# Selected text
Page 1 of 12

Port Cube

Posted: Mon Jul 04, 2022 2:58 pm
by Guest 2
The topic tells it all.

Would you please port cube to CUDA?

I am starting to play with HDR conversion and it would be so nice to have it.

Port Cube

Posted: Mon Jul 04, 2022 6:41 pm
by Bullwinkle
It's been asked before. Let us finish up the DGDecNV release and then we'll consider it. Rocky is tired, not bored. ;)

Port Cube

Posted: Sat Jul 23, 2022 3:07 am
by Guest 2
Bullwinkle wrote:
Mon Jul 04, 2022 6:41 pm
Let us finish up the DGDecNV release and then we'll consider it.
*wink wink*

I badly need it :) Want to try serious PQ to HLG with cube profile.

Port Cube

Posted: Sat Jul 23, 2022 9:20 am
by Rocky
OK, time to consider it. ;)

Port Cube

Posted: Thu Jul 28, 2022 6:21 pm
by Rocky
Started work on this. In preparation for CUDAization I made a super stripped down version that eliminates anything but the cpu=0 implementation. Next, the cpu=0 code for GetFrame() can be made into a CUDA kernel.

Port Cube

Posted: Fri Jul 29, 2022 10:40 am
by Rocky
The major complication is that Cube is built on std:: and templates (STL). However, CUDA does not support std:: in kernel code. So what I am doing is translating the GetFrame() code to simple functional form (call it C code) for use in a kernel. The GetFrame() consists logically of:

to_float # convert P16 frame data to float
process # apply the 3D LUT
from_float # convert back to P16

I have got to_float and from_float working without std::. Currently working on process.

I prefer to avoid thrust:: or any nonsense like this:

https://github.com/NVIDIA/libcudacxx

Port Cube

Posted: Fri Jul 29, 2022 3:39 pm
by Bullwinkle
OK, guys, I did some research and found that the Cube algorithm is a lot slower than it could be. So I recommend writing new code with the following changes:

* Perform the conversion to/from RGB in the kernel so it doesn't have to be done in the script.

# Dataset section
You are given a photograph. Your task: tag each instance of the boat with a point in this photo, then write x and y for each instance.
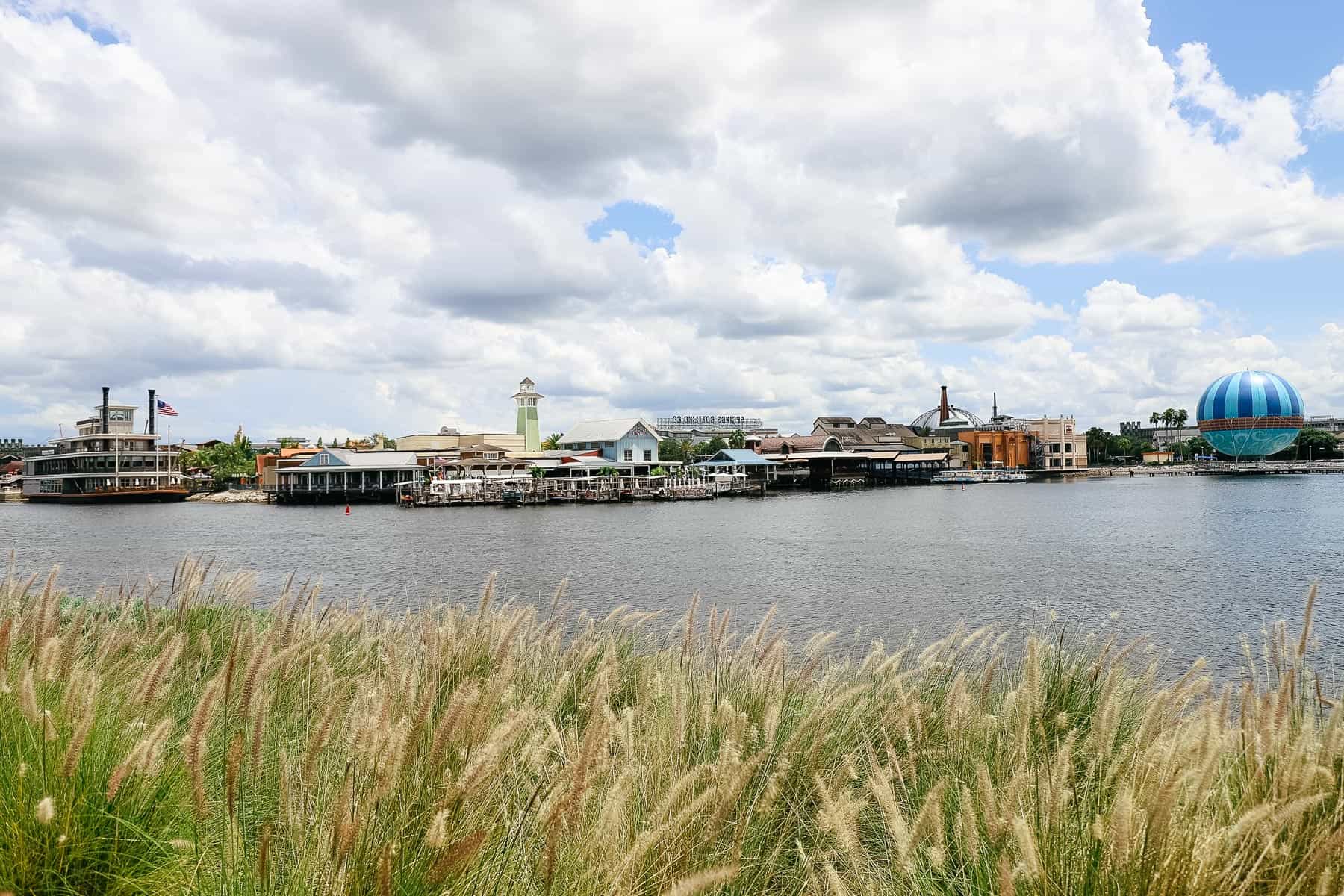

# What you have to do
Write out the forum thread about porting Cube to CUDA in full, keeping every line unchanged.

# Solution below
Page 1 of 12

Port Cube

Posted: Mon Jul 04, 2022 2:58 pm
by Guest 2
The topic tells it all.

Would you please port cube to CUDA?

I am starting to play with HDR conversion and it would be so nice to have it.

Port Cube

Posted: Mon Jul 04, 2022 6:41 pm
by Bullwinkle
It's been asked before. Let us finish up the DGDecNV release and then we'll consider it. Rocky is tired, not bored. ;)

Port Cube

Posted: Sat Jul 23, 2022 3:07 am
by Guest 2
Bullwinkle wrote:
Mon Jul 04, 2022 6:41 pm
Let us finish up the DGDecNV release and then we'll consider it.
*wink wink*

I badly need it :) Want to try serious PQ to HLG with cube profile.

Port Cube

Posted: Sat Jul 23, 2022 9:20 am
by Rocky
OK, time to consider it. ;)

Port Cube

Posted: Thu Jul 28, 2022 6:21 pm
by Rocky
Started work on this. In preparation for CUDAization I made a super stripped down version that eliminates anything but the cpu=0 implementation. Next, the cpu=0 code for GetFrame() can be made into a CUDA kernel.

Port Cube

Posted: Fri Jul 29, 2022 10:40 am
by Rocky
The major complication is that Cube is built on std:: and templates (STL). However, CUDA does not support std:: in kernel code. So what I am doing is translating the GetFrame() code to simple functional form (call it C code) for use in a kernel. The GetFrame() consists logically of:

to_float # convert P16 frame data to float
process # apply the 3D LUT
from_float # convert back to P16

I have got to_float and from_float working without std::. Currently working on process.

I prefer to avoid thrust:: or any nonsense like this:

https://github.com/NVIDIA/libcudacxx

Port Cube

Posted: Fri Jul 29, 2022 3:39 pm
by Bullwinkle
OK, guys, I did some research and found that the Cube algorithm is a lot slower than it could be. So I recommend writing new code with the following changes:

* Perform the conversion to/from RGB in the kernel so it doesn't have to be done in the script.